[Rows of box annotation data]

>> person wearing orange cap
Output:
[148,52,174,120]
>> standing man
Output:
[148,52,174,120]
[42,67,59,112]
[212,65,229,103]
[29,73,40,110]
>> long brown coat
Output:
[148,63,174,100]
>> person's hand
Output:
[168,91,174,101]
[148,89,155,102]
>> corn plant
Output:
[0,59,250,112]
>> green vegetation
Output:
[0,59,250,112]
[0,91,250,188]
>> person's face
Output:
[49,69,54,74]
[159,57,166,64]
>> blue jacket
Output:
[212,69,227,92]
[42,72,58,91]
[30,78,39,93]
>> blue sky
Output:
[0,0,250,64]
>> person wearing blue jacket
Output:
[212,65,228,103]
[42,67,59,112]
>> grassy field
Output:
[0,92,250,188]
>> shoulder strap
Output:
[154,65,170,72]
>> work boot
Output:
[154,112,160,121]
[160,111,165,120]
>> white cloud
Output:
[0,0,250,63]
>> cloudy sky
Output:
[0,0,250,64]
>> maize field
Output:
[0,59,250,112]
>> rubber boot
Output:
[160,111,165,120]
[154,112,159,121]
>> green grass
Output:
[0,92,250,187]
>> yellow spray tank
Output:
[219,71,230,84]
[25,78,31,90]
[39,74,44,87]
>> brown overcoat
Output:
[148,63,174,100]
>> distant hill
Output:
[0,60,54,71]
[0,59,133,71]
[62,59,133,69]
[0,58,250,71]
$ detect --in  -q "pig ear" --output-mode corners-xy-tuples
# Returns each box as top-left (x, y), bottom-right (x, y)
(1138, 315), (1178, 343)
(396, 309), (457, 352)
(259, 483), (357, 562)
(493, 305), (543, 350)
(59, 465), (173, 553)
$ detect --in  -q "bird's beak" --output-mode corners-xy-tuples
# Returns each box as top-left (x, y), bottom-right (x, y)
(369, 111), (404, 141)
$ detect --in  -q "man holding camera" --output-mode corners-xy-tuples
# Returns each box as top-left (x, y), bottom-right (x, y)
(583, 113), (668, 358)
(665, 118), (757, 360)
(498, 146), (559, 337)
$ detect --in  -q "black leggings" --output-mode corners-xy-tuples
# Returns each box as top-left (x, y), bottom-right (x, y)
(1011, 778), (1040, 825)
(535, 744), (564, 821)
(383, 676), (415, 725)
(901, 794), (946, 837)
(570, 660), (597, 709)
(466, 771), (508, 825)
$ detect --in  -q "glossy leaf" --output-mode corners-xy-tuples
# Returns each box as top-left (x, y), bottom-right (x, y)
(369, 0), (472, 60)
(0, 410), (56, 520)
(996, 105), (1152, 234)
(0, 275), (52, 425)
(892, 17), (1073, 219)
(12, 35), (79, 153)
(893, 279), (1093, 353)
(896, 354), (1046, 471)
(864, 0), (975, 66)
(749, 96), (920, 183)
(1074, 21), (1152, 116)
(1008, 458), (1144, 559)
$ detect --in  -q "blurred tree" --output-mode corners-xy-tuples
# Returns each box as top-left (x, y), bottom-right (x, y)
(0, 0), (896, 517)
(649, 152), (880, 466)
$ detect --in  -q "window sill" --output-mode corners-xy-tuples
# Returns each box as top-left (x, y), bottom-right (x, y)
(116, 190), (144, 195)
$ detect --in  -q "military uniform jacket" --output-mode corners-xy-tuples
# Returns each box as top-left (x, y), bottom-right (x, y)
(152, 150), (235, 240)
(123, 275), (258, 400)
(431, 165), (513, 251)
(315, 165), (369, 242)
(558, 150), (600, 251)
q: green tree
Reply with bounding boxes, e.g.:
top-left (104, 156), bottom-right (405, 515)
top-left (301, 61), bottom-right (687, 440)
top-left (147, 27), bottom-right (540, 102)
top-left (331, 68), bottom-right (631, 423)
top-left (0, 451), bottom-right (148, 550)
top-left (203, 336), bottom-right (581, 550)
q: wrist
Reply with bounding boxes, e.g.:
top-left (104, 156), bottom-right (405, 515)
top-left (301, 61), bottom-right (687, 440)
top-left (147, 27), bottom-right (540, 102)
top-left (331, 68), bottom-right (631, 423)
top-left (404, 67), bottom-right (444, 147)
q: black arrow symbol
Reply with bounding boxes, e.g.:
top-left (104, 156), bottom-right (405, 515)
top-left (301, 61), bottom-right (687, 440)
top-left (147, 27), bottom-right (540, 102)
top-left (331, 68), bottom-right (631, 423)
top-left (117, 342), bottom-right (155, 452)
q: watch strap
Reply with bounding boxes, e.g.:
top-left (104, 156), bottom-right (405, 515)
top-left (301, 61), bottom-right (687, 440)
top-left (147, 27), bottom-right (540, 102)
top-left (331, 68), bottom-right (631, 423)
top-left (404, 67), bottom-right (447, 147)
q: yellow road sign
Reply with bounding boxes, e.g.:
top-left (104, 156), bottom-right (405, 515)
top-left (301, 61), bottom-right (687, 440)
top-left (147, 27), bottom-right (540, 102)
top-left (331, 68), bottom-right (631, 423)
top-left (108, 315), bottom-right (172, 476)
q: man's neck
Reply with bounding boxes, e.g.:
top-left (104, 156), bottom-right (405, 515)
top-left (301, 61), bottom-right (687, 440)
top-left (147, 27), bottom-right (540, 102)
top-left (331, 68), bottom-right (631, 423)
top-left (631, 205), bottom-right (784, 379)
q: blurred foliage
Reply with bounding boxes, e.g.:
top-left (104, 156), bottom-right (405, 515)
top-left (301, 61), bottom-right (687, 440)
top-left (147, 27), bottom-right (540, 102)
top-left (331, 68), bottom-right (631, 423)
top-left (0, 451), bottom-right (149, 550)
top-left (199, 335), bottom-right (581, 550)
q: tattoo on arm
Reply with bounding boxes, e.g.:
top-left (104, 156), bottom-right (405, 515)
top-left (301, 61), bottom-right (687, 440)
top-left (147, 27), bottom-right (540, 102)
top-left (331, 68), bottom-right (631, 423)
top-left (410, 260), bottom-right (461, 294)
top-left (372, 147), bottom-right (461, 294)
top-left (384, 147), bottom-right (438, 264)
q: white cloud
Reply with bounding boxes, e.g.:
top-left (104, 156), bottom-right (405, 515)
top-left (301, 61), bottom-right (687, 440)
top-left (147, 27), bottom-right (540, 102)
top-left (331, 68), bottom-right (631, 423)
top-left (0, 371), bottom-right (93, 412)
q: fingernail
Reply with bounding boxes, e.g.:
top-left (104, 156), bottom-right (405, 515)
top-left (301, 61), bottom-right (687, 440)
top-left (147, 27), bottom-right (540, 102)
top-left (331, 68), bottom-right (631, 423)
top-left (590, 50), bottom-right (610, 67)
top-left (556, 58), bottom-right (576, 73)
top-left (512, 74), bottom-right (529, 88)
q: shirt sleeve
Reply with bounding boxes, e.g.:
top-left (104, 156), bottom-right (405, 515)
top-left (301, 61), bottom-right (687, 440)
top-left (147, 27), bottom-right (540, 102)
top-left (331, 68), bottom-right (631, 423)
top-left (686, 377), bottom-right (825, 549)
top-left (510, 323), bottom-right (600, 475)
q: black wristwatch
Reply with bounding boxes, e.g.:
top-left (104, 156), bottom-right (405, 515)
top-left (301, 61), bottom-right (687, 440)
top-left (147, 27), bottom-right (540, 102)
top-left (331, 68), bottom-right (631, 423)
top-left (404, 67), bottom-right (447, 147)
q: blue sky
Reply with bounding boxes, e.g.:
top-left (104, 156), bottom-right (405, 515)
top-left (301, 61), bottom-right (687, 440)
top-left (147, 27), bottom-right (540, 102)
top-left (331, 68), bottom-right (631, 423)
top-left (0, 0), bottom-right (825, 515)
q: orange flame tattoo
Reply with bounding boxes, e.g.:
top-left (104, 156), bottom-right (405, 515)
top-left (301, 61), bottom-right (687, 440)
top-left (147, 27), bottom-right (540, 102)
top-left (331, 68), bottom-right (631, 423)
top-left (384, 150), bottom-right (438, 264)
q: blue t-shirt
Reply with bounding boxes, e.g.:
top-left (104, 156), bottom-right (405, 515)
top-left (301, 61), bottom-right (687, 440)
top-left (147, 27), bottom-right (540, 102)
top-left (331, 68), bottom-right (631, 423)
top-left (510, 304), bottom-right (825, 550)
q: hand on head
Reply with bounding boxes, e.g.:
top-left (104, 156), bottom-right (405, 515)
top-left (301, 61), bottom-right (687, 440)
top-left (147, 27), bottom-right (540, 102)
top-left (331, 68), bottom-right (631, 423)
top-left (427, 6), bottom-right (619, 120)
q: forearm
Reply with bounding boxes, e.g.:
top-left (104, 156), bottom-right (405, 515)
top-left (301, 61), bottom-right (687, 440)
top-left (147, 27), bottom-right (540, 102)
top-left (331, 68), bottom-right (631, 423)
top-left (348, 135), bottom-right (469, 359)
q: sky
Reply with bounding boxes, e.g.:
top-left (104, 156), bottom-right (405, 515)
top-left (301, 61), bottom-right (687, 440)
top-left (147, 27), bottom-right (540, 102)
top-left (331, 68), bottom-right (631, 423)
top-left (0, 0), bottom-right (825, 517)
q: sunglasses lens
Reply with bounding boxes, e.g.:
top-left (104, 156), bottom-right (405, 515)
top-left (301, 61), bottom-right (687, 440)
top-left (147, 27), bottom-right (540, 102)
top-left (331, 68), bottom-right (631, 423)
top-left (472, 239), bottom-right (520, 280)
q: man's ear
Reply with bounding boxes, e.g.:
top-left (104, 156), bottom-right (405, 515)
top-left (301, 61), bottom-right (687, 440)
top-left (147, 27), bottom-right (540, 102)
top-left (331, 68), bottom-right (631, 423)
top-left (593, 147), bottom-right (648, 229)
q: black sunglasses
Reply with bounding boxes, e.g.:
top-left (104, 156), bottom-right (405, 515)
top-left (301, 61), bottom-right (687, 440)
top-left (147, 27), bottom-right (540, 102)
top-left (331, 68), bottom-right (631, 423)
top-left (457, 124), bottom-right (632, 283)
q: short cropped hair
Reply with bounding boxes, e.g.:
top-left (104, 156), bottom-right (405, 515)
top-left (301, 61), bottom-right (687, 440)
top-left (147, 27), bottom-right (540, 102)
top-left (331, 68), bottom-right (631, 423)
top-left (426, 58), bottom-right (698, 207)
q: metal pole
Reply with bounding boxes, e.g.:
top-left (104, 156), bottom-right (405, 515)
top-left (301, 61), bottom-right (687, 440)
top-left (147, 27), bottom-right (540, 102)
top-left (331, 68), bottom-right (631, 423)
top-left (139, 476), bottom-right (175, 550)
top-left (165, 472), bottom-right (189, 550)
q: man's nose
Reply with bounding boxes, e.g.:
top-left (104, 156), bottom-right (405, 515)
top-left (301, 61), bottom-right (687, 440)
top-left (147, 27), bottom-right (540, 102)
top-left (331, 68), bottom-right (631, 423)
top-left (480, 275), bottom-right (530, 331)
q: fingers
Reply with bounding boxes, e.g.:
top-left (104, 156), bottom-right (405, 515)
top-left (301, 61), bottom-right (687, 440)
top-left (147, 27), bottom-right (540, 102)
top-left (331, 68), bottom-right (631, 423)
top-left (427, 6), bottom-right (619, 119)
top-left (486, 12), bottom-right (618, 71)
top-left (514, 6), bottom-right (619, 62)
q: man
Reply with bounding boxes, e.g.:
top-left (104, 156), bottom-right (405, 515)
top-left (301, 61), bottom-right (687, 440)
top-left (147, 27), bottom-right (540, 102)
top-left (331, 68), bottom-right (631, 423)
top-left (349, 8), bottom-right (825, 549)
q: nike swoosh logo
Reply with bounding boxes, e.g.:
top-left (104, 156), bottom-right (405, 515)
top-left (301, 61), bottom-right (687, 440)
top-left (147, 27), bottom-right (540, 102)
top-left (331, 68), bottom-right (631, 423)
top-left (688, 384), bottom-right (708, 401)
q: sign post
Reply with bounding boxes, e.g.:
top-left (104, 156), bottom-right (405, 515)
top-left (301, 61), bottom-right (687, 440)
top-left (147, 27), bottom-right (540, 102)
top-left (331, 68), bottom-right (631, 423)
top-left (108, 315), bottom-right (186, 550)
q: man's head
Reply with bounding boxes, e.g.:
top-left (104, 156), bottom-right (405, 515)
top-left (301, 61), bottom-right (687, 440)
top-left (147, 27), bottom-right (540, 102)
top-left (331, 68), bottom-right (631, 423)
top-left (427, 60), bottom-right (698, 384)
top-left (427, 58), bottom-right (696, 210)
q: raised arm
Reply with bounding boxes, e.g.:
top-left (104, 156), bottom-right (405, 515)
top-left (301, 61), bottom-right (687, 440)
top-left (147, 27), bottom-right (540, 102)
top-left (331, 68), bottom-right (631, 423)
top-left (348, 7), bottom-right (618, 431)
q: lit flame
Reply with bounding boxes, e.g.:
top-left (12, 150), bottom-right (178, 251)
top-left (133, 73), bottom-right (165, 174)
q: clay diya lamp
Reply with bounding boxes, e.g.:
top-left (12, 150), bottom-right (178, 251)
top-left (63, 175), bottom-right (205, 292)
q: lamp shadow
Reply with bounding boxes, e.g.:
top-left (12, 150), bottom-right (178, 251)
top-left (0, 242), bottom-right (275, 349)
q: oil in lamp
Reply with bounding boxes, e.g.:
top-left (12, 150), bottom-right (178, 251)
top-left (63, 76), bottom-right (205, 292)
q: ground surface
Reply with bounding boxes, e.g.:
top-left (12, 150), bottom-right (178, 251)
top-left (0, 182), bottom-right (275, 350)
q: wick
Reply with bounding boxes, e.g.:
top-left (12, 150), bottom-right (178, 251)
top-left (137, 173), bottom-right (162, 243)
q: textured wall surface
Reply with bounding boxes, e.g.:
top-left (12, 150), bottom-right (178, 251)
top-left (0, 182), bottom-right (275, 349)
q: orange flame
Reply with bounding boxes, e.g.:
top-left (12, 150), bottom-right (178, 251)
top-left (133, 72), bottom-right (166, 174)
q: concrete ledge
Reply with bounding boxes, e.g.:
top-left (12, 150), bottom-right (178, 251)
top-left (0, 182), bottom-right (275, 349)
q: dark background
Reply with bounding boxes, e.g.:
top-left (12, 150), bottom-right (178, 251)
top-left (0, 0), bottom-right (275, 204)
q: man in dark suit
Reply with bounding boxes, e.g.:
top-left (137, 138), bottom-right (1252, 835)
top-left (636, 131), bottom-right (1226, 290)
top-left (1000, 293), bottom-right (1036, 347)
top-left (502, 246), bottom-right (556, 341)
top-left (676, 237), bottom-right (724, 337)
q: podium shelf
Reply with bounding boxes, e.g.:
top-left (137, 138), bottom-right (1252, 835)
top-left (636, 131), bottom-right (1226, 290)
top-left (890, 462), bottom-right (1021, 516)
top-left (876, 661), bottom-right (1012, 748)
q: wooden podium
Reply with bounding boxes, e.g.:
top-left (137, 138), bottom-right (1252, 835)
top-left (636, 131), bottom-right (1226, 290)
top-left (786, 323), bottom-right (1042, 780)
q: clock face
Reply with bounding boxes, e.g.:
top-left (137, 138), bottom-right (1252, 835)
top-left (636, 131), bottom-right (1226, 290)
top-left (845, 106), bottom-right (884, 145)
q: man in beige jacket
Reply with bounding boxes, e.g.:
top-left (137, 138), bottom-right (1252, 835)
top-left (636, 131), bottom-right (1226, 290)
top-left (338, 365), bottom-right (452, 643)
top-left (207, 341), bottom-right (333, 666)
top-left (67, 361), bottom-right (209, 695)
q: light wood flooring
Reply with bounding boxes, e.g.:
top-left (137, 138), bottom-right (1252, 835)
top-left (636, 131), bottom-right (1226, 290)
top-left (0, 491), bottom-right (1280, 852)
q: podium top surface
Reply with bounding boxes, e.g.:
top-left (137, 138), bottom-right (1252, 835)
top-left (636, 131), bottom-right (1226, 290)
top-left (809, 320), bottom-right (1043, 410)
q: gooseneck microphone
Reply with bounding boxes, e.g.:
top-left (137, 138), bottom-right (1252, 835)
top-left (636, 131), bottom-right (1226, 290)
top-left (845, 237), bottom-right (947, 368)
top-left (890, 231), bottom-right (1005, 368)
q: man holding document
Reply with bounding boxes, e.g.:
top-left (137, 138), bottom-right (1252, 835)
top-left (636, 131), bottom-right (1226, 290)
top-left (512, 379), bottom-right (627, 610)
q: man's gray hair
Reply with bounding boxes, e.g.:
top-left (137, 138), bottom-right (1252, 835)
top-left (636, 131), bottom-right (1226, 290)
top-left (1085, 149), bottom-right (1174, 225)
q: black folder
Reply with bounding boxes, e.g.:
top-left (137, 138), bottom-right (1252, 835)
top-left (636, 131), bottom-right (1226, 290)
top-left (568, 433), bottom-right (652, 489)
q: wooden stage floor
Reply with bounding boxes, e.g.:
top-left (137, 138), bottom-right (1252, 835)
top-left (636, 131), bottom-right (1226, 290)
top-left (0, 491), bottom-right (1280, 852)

Task statement | Please copy the rows word for word, beginning at the line that contains "q: textured wall surface" and stopping after the line that contains "top-left (133, 72), bottom-right (166, 174)".

The answer |
q: textured wall surface
Reply with bounding boxes, e.g.:
top-left (12, 150), bottom-right (178, 251)
top-left (0, 182), bottom-right (275, 349)
q: orange flame
Reply with bounding boxes, e.g.:
top-left (12, 150), bottom-right (178, 251)
top-left (133, 72), bottom-right (166, 174)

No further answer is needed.